Exercise directions:
Retype each record shown below, leaving every character as it is.

Data entries:
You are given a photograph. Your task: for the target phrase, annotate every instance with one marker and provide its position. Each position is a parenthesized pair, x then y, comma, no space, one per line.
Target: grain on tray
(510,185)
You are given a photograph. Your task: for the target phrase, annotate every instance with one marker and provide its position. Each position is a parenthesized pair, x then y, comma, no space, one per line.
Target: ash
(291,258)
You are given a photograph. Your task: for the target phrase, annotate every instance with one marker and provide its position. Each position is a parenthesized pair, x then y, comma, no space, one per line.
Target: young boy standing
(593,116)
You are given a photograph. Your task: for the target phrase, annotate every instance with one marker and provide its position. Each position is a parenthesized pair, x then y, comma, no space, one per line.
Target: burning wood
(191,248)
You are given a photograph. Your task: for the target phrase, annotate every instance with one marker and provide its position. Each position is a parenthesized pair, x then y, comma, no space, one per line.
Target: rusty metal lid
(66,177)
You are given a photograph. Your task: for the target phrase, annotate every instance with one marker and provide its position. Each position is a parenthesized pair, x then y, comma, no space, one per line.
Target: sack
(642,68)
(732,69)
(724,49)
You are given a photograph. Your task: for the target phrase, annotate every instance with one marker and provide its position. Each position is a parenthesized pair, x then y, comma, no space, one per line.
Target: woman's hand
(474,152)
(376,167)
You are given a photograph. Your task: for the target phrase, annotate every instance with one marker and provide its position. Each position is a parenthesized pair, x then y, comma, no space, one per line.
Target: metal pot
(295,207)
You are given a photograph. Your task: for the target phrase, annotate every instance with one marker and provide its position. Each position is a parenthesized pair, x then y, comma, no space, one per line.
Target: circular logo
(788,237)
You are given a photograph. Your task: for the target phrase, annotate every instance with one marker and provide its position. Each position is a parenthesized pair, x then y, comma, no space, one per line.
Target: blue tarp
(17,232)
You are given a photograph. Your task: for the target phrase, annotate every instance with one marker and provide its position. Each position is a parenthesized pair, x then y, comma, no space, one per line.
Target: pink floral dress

Response:
You are given a photograph. Your task: for the target phrase, annotate every instance with one marker and provide its position. Each position is a parenthesized pair, x then y, comma, no space, one per line.
Target: grain on tray
(510,185)
You are given a photograph. Your task: for the target phrase, annotate every instance with one marker and provide its position. Each position is a parenthesized pair, x then y, comma, no space, one per line.
Target: ash
(291,258)
You are given a photograph. Your task: for the target phrase, annotate every instance with one marker and provide its position. Each position is a parenthesized pair, x then y, comma, no space, one per line.
Target: young boy standing
(593,116)
You are given a photograph. Your task: for the target phrase, annotate every instance with one marker and provide its position. Each position is a parenthesized pair, x then y, comma, no space, one per line.
Target: burning wood
(191,248)
You are given a photograph. Your task: for the target phrase, annotate every instance with one marker and provide its position. Each position is a parenthesized pair, x then y, comma, no space, one per line.
Target: rusty metal lid
(66,177)
You are given a photograph. Your task: for the target phrase, annotate every instance with one marker and provide its position. Each position is a parenthesized pair, x then y, comma, no space, one per line.
Target: sack
(642,68)
(732,69)
(724,49)
You are given a photograph. Your task: for the target phrase, annotate every instance with one marker and provide its position. Each position is a parenthesized pair, x then y, comma, no space, one per line.
Target: woman's hand
(474,152)
(376,167)
You are given a photograph. Your task: for the target phrase, annotate every instance with one marker and provide its position. Each position is a parenthesized pair, x then y, comma, no space, one per line.
Target: metal pot
(295,207)
You are given a photograph. Your task: for the target phrase, annotate every instance with one marker and provide its position. Each position is a parenthesized pair, x then y, comma, no space, one per line.
Target: circular logo
(788,237)
You are given a photograph. Your task: for the target phrase, annotate every instance with one marker and provide its position. Each position is a parenthesized pair, x then y, comma, no space, one per line.
Target: blue tarp
(17,232)
You are given a photograph. Your task: for the target phrase, annotate every instance with one marker and provide its position. Each position is a parenthesized pair, x then y, comma, no space, one per line.
Target: pink floral dress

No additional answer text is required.